[WHAT THE TASK ASKS] Wherever the word "hypericum" appears in a line of the records, copy that line.

[Saved data entries]
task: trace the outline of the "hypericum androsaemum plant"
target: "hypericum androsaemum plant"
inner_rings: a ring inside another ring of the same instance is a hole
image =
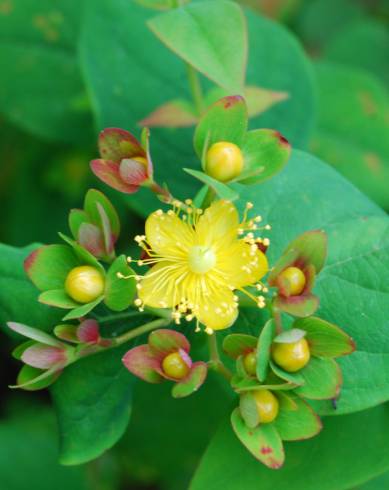
[[[103,194],[91,190],[84,209],[70,214],[76,241],[60,234],[65,245],[43,246],[27,257],[26,272],[42,291],[39,300],[70,309],[64,320],[80,323],[55,326],[57,338],[10,323],[33,339],[15,351],[25,364],[17,386],[46,387],[80,358],[151,332],[147,344],[124,355],[127,369],[150,383],[171,382],[175,398],[200,389],[209,369],[219,373],[237,395],[231,417],[236,435],[262,463],[279,468],[282,440],[306,439],[321,429],[305,398],[335,400],[342,378],[334,358],[354,350],[346,333],[312,316],[319,303],[312,293],[314,278],[327,253],[325,233],[300,235],[269,264],[270,226],[262,224],[252,203],[242,209],[232,202],[239,190],[228,183],[250,185],[270,178],[285,165],[290,146],[276,131],[247,132],[242,97],[221,99],[195,131],[204,173],[187,170],[205,183],[204,189],[181,201],[154,181],[146,130],[142,141],[122,129],[104,130],[99,139],[103,158],[94,160],[92,169],[124,193],[145,186],[167,209],[152,212],[144,234],[134,237],[137,257],[115,258],[117,213]],[[140,318],[154,319],[120,336],[103,337],[93,319],[101,302],[113,312],[138,310]],[[233,333],[224,339],[225,354],[236,359],[230,370],[219,353],[217,335],[234,330],[242,302],[263,310],[269,319],[253,325],[256,336]],[[297,317],[291,327],[284,326],[285,314]],[[208,336],[209,359],[190,352],[180,332],[184,323]],[[170,329],[157,330],[168,325]]]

[EXERCISE OUTPUT]
task: trace the outline of the "hypericum androsaemum plant"
target: "hypericum androsaemum plant"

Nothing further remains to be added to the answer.